• _What to work on_: Rewrite every line below, requests included, adding 106 to each x and y coordinate in the answers.

>> begin

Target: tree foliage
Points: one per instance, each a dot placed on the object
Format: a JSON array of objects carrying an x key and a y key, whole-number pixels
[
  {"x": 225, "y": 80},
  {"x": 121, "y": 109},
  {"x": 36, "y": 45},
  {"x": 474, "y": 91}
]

>> end

• _The solution_:
Target: tree foliage
Points: one per instance, each a dot placed on the object
Format: a JSON array of objects carrying an x key and a y key, whole-number pixels
[
  {"x": 331, "y": 186},
  {"x": 227, "y": 215},
  {"x": 142, "y": 151},
  {"x": 580, "y": 197}
]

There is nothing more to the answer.